SHORT PROBLEM: Locate each line in the material below that contains the string "grass" and copy it out. Case counts.

RECORDED INFORMATION:

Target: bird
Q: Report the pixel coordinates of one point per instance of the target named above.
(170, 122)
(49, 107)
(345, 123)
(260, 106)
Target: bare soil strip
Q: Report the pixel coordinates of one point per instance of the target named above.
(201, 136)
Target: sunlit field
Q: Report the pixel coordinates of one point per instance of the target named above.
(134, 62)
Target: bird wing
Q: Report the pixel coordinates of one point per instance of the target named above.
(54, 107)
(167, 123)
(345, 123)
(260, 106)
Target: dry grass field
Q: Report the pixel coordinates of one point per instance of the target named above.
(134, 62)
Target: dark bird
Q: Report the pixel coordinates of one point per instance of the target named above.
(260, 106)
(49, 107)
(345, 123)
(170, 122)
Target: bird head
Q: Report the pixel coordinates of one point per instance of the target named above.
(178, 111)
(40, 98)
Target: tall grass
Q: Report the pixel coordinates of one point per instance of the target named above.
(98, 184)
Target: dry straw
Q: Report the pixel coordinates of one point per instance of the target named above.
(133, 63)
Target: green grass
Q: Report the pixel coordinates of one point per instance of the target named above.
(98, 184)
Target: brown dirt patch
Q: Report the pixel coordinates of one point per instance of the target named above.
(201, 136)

---

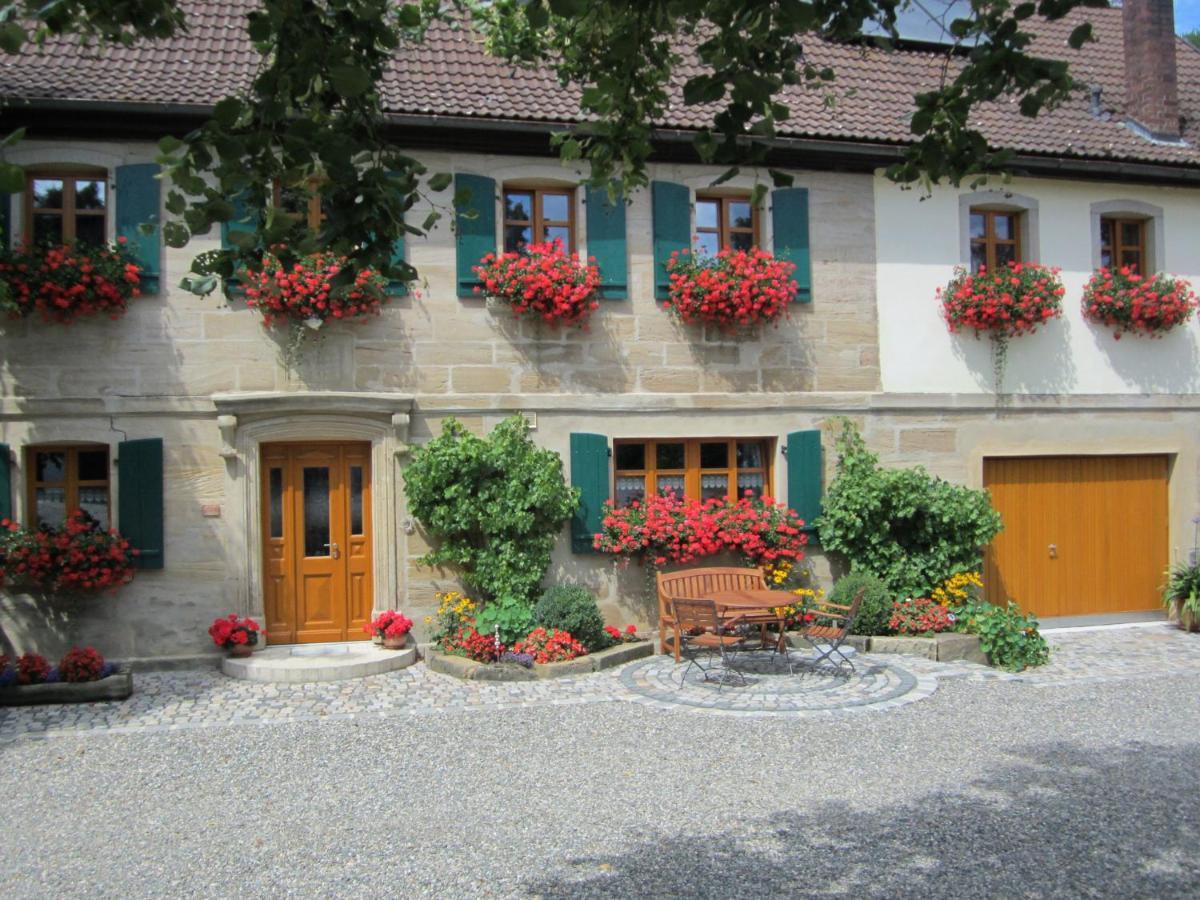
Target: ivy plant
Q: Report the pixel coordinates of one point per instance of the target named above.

FINISHED ANSWER:
Target: dry grass field
Target: tall grass
Target: green grass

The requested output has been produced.